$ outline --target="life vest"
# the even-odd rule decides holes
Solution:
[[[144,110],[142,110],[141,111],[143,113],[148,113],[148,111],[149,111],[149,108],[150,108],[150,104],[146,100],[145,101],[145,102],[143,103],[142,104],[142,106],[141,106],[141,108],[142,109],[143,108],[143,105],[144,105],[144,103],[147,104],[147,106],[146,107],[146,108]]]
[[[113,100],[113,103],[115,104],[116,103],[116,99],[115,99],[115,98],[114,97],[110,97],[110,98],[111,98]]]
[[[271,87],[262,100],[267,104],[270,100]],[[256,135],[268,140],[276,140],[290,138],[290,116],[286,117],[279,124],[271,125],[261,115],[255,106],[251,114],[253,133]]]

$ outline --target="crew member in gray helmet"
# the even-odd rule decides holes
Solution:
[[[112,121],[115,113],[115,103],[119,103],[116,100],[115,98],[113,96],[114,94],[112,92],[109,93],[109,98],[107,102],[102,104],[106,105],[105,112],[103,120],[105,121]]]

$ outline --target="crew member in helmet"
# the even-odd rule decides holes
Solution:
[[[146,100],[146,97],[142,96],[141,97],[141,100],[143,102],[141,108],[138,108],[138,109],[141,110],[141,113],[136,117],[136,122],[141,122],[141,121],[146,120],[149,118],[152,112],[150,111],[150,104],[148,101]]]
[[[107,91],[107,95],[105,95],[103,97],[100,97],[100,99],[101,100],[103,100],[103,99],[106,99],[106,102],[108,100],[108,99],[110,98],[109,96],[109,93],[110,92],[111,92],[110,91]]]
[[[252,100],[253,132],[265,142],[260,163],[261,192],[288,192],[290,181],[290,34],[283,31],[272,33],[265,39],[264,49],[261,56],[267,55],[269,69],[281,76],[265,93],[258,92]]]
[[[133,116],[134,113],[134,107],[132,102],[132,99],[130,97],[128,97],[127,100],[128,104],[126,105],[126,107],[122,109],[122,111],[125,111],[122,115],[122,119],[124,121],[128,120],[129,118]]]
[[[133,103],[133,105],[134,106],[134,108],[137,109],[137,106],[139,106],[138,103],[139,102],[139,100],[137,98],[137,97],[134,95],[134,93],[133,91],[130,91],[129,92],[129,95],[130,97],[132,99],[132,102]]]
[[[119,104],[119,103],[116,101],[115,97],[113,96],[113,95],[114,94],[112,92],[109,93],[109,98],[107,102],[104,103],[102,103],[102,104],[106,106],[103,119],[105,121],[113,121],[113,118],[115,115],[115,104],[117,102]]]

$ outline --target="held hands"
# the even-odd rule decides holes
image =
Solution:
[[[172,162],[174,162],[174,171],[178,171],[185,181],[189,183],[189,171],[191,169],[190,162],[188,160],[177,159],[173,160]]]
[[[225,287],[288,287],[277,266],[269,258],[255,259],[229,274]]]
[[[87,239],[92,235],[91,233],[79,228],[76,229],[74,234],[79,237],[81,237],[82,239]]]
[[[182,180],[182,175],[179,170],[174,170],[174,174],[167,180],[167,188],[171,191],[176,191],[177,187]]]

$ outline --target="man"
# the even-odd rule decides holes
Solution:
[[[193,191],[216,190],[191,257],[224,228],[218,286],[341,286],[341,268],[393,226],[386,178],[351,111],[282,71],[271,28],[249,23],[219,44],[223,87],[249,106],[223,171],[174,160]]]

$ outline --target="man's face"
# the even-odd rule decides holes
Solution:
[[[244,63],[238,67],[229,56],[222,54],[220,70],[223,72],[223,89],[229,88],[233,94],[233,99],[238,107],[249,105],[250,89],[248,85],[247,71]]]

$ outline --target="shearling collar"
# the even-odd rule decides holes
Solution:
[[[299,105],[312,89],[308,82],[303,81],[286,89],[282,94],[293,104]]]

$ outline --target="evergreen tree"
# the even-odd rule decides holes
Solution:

········

Pull out each line in the records above that contains the string "target" and list those lines in full.

Written answer:
$ outline --target="life vest"
$ outline --target="crew member in gray helmet"
$ outline --target="crew member in helmet"
$ outline --target="held hands"
$ outline --target="man"
$ outline --target="man's face"
$ outline --target="shearling collar"
$ outline --target="evergreen tree"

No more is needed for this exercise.